[Coordinate labeling data]
--- start ---
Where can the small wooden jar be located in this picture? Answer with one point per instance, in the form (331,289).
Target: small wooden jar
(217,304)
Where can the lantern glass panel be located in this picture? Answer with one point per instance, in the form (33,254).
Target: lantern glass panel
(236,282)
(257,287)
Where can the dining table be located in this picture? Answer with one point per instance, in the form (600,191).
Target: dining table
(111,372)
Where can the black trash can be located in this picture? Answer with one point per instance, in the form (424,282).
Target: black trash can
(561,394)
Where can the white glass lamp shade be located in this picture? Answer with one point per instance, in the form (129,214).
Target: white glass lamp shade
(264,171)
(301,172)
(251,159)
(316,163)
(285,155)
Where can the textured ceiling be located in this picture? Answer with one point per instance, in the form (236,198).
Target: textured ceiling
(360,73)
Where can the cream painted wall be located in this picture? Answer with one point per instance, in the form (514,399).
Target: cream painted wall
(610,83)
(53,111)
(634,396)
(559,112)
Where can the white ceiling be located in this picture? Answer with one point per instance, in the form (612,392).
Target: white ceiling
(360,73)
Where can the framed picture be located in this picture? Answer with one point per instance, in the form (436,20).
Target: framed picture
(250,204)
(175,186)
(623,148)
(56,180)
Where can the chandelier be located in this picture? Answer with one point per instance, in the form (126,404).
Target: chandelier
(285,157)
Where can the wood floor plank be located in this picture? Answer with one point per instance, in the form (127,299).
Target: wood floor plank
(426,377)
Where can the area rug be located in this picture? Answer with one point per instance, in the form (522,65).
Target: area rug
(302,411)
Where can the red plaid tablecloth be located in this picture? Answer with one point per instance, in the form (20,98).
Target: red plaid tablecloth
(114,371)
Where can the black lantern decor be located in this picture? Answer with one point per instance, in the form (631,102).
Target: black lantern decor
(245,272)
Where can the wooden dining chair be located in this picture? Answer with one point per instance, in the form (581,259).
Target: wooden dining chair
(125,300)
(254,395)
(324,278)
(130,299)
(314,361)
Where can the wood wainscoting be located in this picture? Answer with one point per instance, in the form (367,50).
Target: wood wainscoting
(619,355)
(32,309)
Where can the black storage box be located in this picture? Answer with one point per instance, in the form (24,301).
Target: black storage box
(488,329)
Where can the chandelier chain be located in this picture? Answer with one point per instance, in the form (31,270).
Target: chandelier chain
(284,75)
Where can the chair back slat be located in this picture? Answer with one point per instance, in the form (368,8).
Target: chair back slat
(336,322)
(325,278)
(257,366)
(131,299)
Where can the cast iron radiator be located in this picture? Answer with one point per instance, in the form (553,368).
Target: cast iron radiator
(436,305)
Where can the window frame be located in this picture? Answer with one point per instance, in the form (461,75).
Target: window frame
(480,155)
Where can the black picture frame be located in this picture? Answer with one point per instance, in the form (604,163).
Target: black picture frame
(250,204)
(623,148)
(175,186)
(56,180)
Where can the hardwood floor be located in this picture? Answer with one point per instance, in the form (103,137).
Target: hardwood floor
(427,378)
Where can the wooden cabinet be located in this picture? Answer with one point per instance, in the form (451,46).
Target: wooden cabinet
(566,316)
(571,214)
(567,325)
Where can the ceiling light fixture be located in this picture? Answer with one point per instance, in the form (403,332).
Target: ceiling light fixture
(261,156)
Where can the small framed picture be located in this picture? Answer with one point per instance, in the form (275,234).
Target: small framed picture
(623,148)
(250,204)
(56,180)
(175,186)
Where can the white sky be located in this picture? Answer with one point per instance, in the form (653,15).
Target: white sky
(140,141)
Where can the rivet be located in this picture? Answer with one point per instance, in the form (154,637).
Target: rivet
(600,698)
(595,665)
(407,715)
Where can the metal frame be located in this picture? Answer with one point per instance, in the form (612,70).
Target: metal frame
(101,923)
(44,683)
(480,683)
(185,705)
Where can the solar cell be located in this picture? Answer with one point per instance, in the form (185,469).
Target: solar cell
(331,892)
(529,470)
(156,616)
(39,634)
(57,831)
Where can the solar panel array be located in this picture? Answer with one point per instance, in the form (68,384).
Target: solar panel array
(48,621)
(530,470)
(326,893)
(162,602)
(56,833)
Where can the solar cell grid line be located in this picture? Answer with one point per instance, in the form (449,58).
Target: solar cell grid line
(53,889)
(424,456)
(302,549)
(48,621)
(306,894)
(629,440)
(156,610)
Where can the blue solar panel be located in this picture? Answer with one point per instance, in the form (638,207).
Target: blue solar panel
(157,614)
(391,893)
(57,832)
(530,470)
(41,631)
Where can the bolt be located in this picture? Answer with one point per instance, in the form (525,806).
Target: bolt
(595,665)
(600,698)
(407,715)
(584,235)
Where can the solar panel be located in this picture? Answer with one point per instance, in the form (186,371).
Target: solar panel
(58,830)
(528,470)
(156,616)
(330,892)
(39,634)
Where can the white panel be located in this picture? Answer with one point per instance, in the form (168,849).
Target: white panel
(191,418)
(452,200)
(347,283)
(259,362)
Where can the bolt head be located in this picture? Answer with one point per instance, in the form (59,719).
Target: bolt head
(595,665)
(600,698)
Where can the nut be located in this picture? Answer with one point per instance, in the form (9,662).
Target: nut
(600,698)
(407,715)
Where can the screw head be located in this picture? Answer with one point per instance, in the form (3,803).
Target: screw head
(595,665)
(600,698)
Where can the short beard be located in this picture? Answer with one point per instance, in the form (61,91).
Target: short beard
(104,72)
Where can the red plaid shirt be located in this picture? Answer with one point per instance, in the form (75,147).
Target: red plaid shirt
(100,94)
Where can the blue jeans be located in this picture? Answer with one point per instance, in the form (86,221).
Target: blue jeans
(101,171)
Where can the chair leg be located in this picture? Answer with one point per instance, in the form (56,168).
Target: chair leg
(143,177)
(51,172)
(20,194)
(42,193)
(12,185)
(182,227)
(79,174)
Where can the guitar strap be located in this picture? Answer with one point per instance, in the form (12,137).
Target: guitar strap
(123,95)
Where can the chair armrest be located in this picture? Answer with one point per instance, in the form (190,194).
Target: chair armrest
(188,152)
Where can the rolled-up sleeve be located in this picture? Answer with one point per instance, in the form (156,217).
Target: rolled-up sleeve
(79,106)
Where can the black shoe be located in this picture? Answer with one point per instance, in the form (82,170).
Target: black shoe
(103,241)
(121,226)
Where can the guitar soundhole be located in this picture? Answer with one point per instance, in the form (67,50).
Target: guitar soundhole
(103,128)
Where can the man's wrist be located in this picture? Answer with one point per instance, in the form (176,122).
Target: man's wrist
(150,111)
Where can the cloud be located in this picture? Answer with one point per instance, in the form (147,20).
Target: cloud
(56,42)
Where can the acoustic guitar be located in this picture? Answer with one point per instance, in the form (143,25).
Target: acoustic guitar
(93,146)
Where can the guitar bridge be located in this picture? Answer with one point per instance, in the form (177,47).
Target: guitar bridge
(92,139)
--- end ---
**Goal**
Output only the lines from the one holding "Where can the man's" through the last line above, exactly as they appear.

**Reply**
Where can the man's wrist be located in this picture? Answer with one point per instance, in the form (176,122).
Target: man's wrist
(150,111)
Where can the cloud be located in this picture? Answer with one point per instance, in the form (147,20).
Target: cloud
(56,42)
Where can the acoustic guitar be located in this picture? Answer with one point per instance, in the form (143,25).
Target: acoustic guitar
(93,146)
Where can the guitar bridge be located in this picture? Answer with one point per instance, in the form (177,47).
Target: guitar bridge
(92,139)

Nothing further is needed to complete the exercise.